Given text:
◇ ◇ ◇ ◇

Iron Maiden, veterans of rock, have just announced a new arena tour for next year. As you grab Priority Tickets, here are six reasons why they are still the planet’s favourite metal act.
Iron Maiden sell-out stadiums because they are astounding
Watching them is like receiving a titanium kick in the face from Jehovah. They stand at the gates of Valhalla, their legs spread, their arms shredding, their hair twirling in unison like wind-turbines of doom. They cause pandemonium everywhere. Imagine America’s combined veneration of Princess Diana, Simon Cowell and Benny Hill rolled into one and you begin to understand the love felt for them in South America and Scandinavia.
They shift units the world over without help from the media
Cliff asked why radio had forsaken him and sulked. In 2008 Iron Maiden travelled 50,000 miles in 45 days playing five continents; while this was a feat most bands only dream of, they toured with lead singer Bruce Dickinson piloting the aeroplane! Being unfashionable hasn’t stopped them selling 70m records.

◇ ◇ ◇ ◇

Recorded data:

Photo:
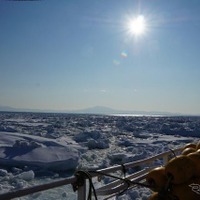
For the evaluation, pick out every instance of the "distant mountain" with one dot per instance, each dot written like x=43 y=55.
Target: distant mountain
x=107 y=110
x=91 y=110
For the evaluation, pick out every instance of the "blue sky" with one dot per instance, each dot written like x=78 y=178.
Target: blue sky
x=73 y=54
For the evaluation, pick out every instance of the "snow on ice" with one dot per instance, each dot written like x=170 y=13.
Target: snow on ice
x=36 y=147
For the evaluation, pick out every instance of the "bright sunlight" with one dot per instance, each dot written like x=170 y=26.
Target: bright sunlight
x=137 y=25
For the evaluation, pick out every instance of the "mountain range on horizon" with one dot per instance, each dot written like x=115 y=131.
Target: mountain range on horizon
x=90 y=110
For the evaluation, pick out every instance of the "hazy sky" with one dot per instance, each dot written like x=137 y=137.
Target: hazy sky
x=72 y=54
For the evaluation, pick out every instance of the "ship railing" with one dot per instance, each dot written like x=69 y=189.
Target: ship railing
x=82 y=180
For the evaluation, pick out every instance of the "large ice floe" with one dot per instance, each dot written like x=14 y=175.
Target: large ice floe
x=21 y=150
x=37 y=148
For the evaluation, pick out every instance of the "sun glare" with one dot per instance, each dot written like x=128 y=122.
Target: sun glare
x=137 y=25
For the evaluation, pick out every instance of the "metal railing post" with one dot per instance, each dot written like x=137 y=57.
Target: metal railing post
x=82 y=191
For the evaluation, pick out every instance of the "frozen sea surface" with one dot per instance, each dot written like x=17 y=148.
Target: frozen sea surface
x=37 y=148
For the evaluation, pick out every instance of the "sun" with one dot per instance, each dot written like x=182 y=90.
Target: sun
x=137 y=26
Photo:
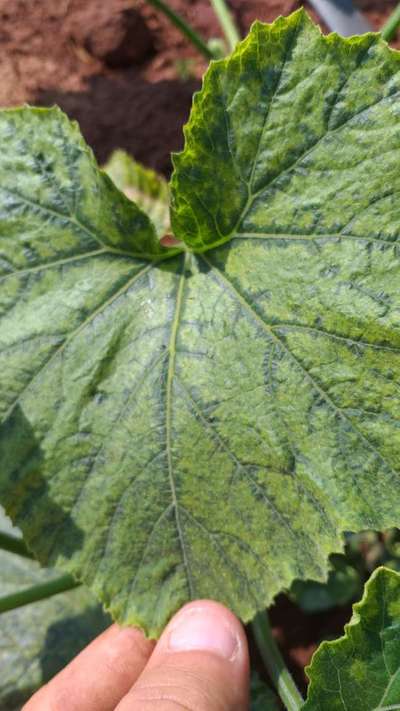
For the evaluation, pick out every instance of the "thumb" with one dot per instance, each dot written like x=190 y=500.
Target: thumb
x=200 y=663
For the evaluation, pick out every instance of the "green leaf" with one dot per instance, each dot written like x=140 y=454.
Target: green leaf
x=209 y=425
x=38 y=640
x=295 y=135
x=262 y=698
x=361 y=671
x=142 y=185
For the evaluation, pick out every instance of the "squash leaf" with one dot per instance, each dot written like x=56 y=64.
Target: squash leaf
x=361 y=671
x=142 y=185
x=37 y=641
x=208 y=423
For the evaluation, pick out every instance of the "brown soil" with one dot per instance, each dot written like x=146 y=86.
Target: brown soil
x=119 y=67
x=128 y=77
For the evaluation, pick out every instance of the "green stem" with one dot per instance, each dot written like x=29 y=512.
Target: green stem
x=183 y=26
x=37 y=592
x=390 y=28
x=280 y=675
x=227 y=23
x=12 y=544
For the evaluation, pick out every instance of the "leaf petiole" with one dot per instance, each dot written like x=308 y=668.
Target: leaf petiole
x=273 y=660
x=227 y=23
x=390 y=28
x=184 y=27
x=37 y=592
x=12 y=544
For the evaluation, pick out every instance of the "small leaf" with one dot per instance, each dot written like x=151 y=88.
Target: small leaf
x=361 y=671
x=142 y=185
x=209 y=425
x=38 y=640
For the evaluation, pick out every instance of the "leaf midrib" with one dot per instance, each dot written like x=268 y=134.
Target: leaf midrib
x=168 y=421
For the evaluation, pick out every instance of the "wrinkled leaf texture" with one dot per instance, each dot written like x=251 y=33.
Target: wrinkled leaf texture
x=361 y=671
x=208 y=423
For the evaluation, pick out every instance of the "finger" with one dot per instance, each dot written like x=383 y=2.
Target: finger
x=200 y=663
x=99 y=676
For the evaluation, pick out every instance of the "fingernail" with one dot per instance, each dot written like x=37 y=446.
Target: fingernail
x=202 y=630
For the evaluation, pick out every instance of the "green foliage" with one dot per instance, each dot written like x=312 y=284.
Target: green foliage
x=207 y=423
x=361 y=671
x=38 y=640
x=143 y=186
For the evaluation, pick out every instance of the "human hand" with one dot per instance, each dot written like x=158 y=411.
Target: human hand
x=200 y=663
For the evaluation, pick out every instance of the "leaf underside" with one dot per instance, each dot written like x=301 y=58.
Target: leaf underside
x=208 y=423
x=361 y=671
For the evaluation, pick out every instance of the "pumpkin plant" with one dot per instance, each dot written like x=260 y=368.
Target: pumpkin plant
x=208 y=418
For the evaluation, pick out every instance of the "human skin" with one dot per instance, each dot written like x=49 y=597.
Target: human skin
x=200 y=663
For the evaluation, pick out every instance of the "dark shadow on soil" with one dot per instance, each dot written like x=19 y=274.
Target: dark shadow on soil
x=66 y=638
x=299 y=634
x=28 y=499
x=128 y=112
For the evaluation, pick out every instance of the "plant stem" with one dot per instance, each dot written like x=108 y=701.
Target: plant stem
x=227 y=23
x=184 y=27
x=280 y=675
x=390 y=28
x=37 y=592
x=12 y=544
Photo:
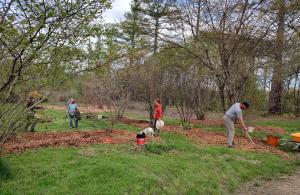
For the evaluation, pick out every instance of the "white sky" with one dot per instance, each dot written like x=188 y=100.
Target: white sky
x=119 y=7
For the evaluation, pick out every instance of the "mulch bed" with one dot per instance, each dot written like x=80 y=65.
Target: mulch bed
x=218 y=138
x=30 y=140
x=269 y=129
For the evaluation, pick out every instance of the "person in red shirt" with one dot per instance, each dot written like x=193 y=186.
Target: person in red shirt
x=157 y=115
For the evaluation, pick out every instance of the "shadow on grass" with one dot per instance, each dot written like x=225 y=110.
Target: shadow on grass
x=5 y=173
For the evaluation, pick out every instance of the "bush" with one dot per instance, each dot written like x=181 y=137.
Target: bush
x=13 y=118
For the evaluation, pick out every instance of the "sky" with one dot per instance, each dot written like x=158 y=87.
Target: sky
x=119 y=7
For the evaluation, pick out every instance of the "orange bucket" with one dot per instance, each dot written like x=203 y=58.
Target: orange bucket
x=296 y=137
x=272 y=141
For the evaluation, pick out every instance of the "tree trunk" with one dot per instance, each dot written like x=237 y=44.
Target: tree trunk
x=156 y=34
x=277 y=77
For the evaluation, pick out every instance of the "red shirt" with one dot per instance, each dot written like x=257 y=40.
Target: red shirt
x=158 y=112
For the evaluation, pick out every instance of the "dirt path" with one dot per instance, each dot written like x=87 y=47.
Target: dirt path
x=285 y=185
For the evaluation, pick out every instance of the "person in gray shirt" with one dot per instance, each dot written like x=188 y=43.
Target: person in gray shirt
x=232 y=115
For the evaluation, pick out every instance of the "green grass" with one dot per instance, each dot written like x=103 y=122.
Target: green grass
x=180 y=168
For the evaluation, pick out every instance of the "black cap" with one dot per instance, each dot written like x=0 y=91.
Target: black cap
x=247 y=104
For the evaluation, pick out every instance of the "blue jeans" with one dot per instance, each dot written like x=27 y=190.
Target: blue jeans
x=71 y=119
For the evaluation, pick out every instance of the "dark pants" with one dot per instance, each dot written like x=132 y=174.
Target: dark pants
x=71 y=119
x=156 y=130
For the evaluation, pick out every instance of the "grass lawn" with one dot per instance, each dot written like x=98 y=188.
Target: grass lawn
x=115 y=169
x=177 y=166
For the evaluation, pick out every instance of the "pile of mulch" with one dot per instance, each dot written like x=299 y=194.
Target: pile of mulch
x=209 y=122
x=30 y=140
x=217 y=138
x=269 y=129
x=135 y=122
x=84 y=109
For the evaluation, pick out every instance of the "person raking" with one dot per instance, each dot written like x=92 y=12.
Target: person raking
x=71 y=112
x=157 y=115
x=233 y=115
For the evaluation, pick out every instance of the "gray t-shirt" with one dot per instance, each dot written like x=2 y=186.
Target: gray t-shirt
x=234 y=112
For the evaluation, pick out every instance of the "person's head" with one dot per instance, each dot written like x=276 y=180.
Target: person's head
x=245 y=105
x=157 y=101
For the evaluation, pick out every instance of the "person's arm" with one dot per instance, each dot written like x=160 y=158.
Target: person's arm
x=242 y=122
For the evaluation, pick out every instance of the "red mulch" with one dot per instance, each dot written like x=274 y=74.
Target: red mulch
x=209 y=122
x=30 y=140
x=218 y=138
x=269 y=129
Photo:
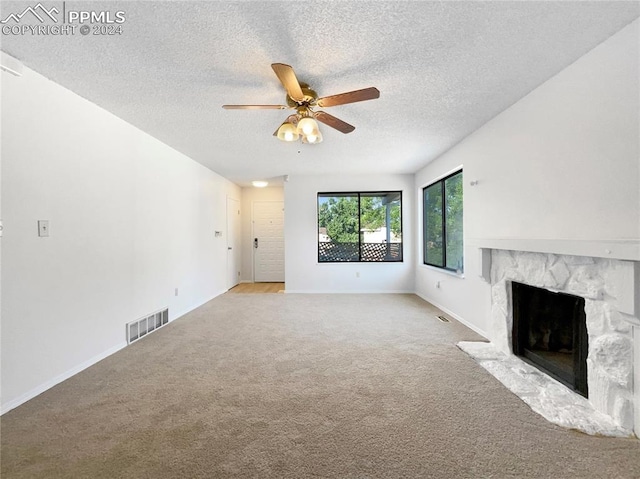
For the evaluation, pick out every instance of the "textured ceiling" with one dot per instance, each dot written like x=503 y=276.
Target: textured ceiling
x=443 y=69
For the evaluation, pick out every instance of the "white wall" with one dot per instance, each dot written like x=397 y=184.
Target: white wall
x=130 y=220
x=559 y=170
x=303 y=272
x=249 y=196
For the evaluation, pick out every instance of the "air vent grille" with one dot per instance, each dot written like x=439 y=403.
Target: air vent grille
x=141 y=327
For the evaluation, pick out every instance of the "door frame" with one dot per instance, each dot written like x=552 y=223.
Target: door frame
x=253 y=250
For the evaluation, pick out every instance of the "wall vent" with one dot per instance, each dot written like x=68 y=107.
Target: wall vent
x=141 y=327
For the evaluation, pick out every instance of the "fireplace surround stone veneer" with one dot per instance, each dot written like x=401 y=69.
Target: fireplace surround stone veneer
x=607 y=285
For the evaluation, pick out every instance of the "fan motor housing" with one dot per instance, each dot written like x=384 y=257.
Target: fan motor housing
x=310 y=96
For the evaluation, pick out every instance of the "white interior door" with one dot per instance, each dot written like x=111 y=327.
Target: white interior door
x=268 y=241
x=233 y=242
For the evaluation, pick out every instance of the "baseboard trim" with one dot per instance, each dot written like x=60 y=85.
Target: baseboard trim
x=454 y=316
x=60 y=378
x=332 y=291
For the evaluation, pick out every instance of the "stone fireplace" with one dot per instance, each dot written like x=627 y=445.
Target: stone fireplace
x=606 y=288
x=550 y=332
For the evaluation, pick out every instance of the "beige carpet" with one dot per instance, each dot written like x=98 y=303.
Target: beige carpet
x=344 y=386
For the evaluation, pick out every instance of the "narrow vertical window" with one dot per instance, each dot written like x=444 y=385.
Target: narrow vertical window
x=442 y=223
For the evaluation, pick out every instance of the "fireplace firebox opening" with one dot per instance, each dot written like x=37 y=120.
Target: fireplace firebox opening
x=550 y=332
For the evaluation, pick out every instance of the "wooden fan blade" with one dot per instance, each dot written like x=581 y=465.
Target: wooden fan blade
x=333 y=122
x=255 y=107
x=289 y=81
x=370 y=93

◇ ◇ ◇ ◇

Aim of the task: Write out the Iron Maiden text between "Iron Maiden sell-out" and "America and Scandinavia.", inclusive, switching "pandemonium" to "chaos". The recorded data is separate material and is not part of the Iron Maiden text.

Reply:
Iron Maiden sell-out stadiums because they are astounding
Watching them is like receiving a titanium kick in the face from Jehovah. They stand at the gates of Valhalla, their legs spread, their arms shredding, their hair twirling in unison like wind-turbines of doom. They cause chaos everywhere. Imagine America’s combined veneration of Princess Diana, Simon Cowell and Benny Hill rolled into one and you begin to understand the love felt for them in South America and Scandinavia.